Days before his June 25 death, Michael Jackson had a cancerous lesion removed from his nose, according to biographer Diane Dimond and an unnamed family source.
“Last week, I had two real sources call me and say he’s getting surgery right now for removal of skin cancer off his nose,” Dimond revealed in an interview on June 26. “This is not a man who suffers pain well. He likes painkillers. So he got some from here, he got some from there — who knows how much.”
Up until his death, Jackson was focused on his tour, for which he was paid a reported $70 million advance.
But those close to the singer worry the 50-year-old King of Pop might have taken on too much too soon.
Jackson suffered persistent insomnia in recent months, sources tell Us.
“For the past 15 years, Michael always slept until 3 or 4 in the afternoon and was up all night,” a source said. “When he started rehearsals for the tour, it totally screwed up his system.”
Jackson, the source adds, began adding stimulants to his daily drug regimen in order to rise earlier. Cherilyn Lee, a registered nurse whose specialty includes nutritional counseling, told the Associated Press Tuesday that she repeatedly rejected his demands for the drug, Diprivan, which is given intravenously and induces sleep.

◆ Set of tasks:
a – In the Michael Jackson article, how much was Jackson reportedly paid as an advance for his tour?
b – Carry on the Michael Jackson article past its final sentence.

◆ Provided information:
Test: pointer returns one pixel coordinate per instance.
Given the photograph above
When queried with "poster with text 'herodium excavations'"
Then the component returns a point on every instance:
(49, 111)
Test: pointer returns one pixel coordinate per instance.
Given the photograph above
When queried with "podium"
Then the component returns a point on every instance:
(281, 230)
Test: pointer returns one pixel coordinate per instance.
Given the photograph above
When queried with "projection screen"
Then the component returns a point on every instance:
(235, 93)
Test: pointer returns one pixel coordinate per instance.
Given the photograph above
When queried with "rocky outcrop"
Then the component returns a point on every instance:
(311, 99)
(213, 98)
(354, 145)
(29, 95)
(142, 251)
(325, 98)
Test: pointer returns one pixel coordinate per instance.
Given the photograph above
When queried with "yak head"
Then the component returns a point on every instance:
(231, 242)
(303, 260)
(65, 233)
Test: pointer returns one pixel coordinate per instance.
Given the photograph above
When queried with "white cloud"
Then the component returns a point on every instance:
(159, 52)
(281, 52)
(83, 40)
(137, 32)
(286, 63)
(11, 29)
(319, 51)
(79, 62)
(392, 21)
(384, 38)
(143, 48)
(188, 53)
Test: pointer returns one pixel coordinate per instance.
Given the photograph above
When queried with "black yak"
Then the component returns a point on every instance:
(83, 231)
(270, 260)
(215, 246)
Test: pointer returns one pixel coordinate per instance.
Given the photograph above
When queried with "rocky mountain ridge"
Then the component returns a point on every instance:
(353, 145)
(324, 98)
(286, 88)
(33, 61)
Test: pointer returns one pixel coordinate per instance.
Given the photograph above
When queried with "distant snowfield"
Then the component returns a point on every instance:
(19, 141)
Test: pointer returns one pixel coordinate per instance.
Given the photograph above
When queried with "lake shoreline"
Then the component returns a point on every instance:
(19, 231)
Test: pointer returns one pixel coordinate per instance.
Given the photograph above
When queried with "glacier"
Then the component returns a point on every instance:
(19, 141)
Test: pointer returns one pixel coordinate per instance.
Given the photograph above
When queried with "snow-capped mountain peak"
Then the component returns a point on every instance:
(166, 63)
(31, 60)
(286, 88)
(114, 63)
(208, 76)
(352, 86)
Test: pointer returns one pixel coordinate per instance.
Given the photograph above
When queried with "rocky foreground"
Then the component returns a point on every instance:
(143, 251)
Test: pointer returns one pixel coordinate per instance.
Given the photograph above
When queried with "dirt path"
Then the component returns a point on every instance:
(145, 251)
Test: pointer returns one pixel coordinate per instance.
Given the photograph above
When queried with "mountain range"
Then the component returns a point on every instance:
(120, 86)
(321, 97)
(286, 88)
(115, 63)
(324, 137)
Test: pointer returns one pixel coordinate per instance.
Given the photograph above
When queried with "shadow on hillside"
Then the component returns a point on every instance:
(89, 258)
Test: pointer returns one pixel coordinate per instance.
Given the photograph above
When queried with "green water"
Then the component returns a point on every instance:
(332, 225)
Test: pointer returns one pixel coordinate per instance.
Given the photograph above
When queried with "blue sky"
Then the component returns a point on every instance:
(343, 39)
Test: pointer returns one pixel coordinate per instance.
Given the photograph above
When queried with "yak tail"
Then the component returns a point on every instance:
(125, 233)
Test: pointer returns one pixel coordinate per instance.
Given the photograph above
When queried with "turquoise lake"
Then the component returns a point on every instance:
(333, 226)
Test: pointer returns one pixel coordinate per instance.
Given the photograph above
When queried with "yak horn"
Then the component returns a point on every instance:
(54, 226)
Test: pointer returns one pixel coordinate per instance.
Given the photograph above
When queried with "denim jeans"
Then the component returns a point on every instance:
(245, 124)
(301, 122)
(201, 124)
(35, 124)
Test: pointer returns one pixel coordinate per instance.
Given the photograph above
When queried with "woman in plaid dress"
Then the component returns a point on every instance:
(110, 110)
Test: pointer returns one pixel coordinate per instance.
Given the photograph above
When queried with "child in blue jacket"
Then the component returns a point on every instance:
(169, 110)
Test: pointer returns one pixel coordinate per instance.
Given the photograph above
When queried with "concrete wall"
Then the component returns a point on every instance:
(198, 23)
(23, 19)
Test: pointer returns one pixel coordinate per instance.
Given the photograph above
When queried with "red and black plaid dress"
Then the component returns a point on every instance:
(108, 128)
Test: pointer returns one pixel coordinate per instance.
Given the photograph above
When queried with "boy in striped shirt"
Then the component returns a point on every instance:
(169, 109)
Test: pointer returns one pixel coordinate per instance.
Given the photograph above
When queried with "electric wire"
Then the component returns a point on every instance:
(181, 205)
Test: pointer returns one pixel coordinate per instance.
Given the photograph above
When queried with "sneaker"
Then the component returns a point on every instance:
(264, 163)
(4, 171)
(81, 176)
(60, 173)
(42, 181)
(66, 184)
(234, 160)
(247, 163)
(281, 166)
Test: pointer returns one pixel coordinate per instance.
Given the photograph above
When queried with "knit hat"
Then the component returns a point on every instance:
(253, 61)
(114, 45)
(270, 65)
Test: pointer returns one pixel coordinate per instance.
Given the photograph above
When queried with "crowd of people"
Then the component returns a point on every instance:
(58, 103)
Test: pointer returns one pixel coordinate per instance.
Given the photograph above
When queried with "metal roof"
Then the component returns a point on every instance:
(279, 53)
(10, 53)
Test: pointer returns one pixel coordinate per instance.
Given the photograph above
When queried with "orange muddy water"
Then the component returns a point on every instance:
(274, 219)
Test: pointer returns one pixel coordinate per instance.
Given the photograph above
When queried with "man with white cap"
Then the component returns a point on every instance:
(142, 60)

◆ Answer list:
a – A reported $70 million.

b –
She said she received a strange phone call from a Jackson staff member four days before the singer’s death that made her fear that he somehow obtained Diprivan or another drug.
“He called and was very frantic and said, ‘Michael needs to see you right away.’ I said, ‘What’s wrong?’ And I could hear Michael in the background…, ‘One side of my body is hot, it’s hot, and one side of my body is cold. It’s very cold,'” Lee said.
“I said, ‘Tell him he needs to go the hospital. I don’t know what’s going on, but he needs to go to the hospital … right away.”
“At that point, I knew that somebody had given him something that hit the central nervous system,” she said, adding, “He was in trouble Sunday and he was crying out.”
Jackson did not go to the hospital.
He died after suffering cardiac arrest.
Though an official cause of death is not expected for several weeks, Lee told the AP: “I don’t know what happened there. The only thing I can say is he was adamant about this drug.”
California officials announced Wednesday the federal Drug Enforcement Agency is assisting the Los Angeles Police Department’s investigation into Jackson’s death.